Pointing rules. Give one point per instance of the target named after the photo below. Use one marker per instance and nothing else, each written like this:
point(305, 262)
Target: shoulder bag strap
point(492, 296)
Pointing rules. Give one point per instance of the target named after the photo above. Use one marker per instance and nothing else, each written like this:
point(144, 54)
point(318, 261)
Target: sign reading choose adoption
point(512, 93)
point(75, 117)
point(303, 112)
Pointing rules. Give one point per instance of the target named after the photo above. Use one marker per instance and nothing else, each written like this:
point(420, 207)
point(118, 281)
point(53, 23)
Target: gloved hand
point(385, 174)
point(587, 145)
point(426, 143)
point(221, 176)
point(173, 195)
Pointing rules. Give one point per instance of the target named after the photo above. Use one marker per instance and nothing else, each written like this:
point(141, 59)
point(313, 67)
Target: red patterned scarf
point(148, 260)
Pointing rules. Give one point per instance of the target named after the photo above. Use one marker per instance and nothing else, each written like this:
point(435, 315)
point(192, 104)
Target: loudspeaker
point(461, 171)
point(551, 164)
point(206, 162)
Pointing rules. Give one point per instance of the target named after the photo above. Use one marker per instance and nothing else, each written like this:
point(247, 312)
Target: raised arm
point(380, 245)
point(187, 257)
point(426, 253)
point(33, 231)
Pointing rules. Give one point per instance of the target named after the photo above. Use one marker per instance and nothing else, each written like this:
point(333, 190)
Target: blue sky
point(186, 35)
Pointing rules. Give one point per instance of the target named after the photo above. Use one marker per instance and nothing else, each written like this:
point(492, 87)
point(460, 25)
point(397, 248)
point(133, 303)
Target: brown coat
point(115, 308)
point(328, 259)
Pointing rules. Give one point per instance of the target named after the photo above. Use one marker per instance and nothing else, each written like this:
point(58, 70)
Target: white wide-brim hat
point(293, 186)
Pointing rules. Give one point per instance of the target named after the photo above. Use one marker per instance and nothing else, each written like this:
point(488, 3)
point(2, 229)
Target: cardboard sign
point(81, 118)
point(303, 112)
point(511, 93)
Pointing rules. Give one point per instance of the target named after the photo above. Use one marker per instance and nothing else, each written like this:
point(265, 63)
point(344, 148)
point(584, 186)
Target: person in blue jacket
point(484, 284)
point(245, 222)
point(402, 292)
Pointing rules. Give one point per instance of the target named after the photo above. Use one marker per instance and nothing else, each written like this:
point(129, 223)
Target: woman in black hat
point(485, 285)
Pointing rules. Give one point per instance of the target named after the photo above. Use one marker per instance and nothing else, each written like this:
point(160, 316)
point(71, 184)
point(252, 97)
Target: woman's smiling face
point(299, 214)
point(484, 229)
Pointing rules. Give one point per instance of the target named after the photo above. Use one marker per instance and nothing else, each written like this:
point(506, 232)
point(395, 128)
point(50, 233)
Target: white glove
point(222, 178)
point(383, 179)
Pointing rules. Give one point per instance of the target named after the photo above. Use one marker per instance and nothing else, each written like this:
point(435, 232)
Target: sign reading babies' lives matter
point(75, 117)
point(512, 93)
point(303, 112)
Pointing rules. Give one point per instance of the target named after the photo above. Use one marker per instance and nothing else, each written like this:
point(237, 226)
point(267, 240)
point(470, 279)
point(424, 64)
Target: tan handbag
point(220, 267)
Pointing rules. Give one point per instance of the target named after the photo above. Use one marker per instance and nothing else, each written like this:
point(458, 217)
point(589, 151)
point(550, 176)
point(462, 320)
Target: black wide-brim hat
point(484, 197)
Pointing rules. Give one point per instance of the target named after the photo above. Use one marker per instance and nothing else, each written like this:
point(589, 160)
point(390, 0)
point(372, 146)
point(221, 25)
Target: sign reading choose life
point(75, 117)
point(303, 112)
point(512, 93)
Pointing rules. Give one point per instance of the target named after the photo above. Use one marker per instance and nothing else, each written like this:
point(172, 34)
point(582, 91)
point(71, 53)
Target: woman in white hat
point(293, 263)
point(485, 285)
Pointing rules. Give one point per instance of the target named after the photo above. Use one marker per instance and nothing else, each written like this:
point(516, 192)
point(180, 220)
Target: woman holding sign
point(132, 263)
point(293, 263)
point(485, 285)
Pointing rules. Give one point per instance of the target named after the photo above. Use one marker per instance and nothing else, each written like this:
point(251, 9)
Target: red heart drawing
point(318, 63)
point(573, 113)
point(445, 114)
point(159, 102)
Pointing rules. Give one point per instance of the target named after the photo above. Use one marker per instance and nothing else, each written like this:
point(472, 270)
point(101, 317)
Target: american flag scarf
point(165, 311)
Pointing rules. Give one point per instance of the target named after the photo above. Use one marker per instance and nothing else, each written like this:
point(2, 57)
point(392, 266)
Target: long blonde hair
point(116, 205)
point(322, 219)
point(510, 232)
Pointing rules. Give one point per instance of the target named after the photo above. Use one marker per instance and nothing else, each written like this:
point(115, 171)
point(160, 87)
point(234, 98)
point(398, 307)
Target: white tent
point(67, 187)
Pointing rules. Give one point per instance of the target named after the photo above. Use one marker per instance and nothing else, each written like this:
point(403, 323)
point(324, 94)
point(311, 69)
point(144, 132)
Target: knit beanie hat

======

Directive »
Quote all the records exactly, please, leaving none out.

Output below »
Pointing rules. Give one point per instance of the target named after the photo below. Use one marker per instance and nothing else, each written like this:
point(305, 262)
Target: shoulder bag strap
point(492, 296)
Pointing rules. Give one point per instance of the target named after the photo above. Use one marker per instance and nothing else, each written like this:
point(144, 54)
point(318, 261)
Target: sign reading choose adoption
point(512, 93)
point(75, 117)
point(303, 112)
Pointing rules. Give one point per instance of the target named after the photo above. Use one marker per instance and nothing else, each written like this:
point(420, 207)
point(118, 281)
point(53, 23)
Target: gloved hand
point(385, 174)
point(587, 145)
point(426, 143)
point(221, 176)
point(173, 195)
Pointing rules. Give one point per instance of the target named after the photo above. Use one marker per instance and nothing else, each written like this:
point(141, 59)
point(313, 67)
Target: red patterned scarf
point(148, 260)
Pointing rules. Give one point per instance of the target named after the photo above. Use one marker per instance and nothing else, each written like this:
point(435, 315)
point(192, 104)
Target: loudspeaker
point(461, 171)
point(551, 164)
point(206, 162)
Pointing rules. Give one point per instance of the target named after the photo above. Use one marker per instance and nothing else, each written like this:
point(247, 312)
Target: raised arm
point(380, 245)
point(187, 257)
point(426, 253)
point(33, 231)
Pointing rules. Give one point per instance of the target named after the photo above. Use one marker per instance and nothing else, each written like this:
point(333, 190)
Target: blue sky
point(186, 35)
Pointing rules. Give one point per instance of the target named after the photo above. Use one marker per instance and nothing else, each written like this:
point(492, 87)
point(460, 25)
point(397, 248)
point(133, 303)
Target: brown coat
point(115, 308)
point(328, 259)
Pointing rules. Give one point per instance of the target named after the photo above. Use one marker per instance and nothing else, each written like this:
point(58, 70)
Target: white wide-brim hat
point(293, 186)
Pointing rules. Give one point per instance of the target named after the photo above. Use one marker per instance and nothing else, each written like this:
point(488, 3)
point(2, 229)
Target: cardboard sign
point(81, 118)
point(303, 112)
point(511, 93)
Pointing rules. Give one point per instance of the target named after the photo above. Use one marker per instance and nothing else, each written like this:
point(265, 63)
point(344, 148)
point(584, 186)
Target: person in blue jacket
point(484, 284)
point(245, 222)
point(402, 292)
Pointing rules. Give one point per instance of the target named after the photo above. Use one marker per instance and nothing else, each written like this:
point(129, 223)
Target: woman in black hat
point(485, 285)
Pointing rules. Give one point per instance of the target named after the photo above. Use one marker per instance and nothing else, each written like this:
point(160, 316)
point(71, 184)
point(252, 97)
Target: woman's smiling face
point(299, 214)
point(484, 229)
Pointing rules. Give one point per instance of the target named after the photo above. Use one marker per instance and nothing else, each written like this:
point(506, 232)
point(395, 128)
point(50, 233)
Target: white glove
point(222, 178)
point(383, 179)
Pointing rules. Give one point per instance of the target named after the photo above. Use one marker per instance and nothing else, each written like this:
point(435, 232)
Target: sign reading babies' lives matter
point(75, 117)
point(512, 93)
point(303, 112)
Pointing rules. Give one point per instance of the target named after the photo above. Use one marker per instance and nothing else, each written like this:
point(237, 226)
point(267, 240)
point(470, 279)
point(424, 64)
Target: tan handbag
point(220, 267)
Pointing rules. Give one point per instance of the target named after the photo above. Use one marker per instance and nothing else, each written like this:
point(458, 217)
point(589, 151)
point(550, 176)
point(462, 320)
Target: black wide-brim hat
point(484, 197)
Pointing rules. Give one point per instance of the target named after the photo above. Use one marker per instance and nothing else, each written like this:
point(589, 160)
point(390, 0)
point(372, 146)
point(221, 25)
Target: sign reading choose life
point(75, 117)
point(303, 112)
point(512, 93)
Pointing rules. Give one point per instance of the target named after the photo above. Use one marker per instance and nothing else, each written like this:
point(172, 34)
point(582, 91)
point(71, 53)
Target: woman in white hat
point(293, 263)
point(485, 285)
Pointing rules. Give one point per instance of the target named after the photo above. Use one marker per instance and nothing else, each written like this:
point(516, 192)
point(180, 220)
Target: woman holding sign
point(132, 263)
point(293, 263)
point(485, 285)
Pointing rules. Give one point per instance of the target named after the photo above. Use one marker per instance and nothing else, each written like this:
point(251, 9)
Target: red heart drawing
point(318, 63)
point(573, 113)
point(445, 114)
point(159, 102)
Pointing rules. Give one point per instance of the target named after the photo above. Use one marker per instance and nothing else, each written like this:
point(472, 270)
point(101, 317)
Target: american flag scarf
point(165, 311)
Pointing rules. Give one point per instance of the target named after the photo above. Use one marker per instance and nothing else, each written like this:
point(2, 57)
point(392, 266)
Target: long blonde hair
point(116, 205)
point(322, 219)
point(510, 232)
Pointing rules. Give one point per instance of the target named after the photo above. Use one marker per instance and nothing else, each written like this:
point(115, 171)
point(160, 87)
point(234, 98)
point(398, 307)
Target: white tent
point(67, 187)
Pointing rules. Give one point per instance of the target named after the photo above. Use one marker per instance and nothing else, each written like this:
point(403, 323)
point(324, 94)
point(311, 69)
point(144, 132)
Target: knit beanie hat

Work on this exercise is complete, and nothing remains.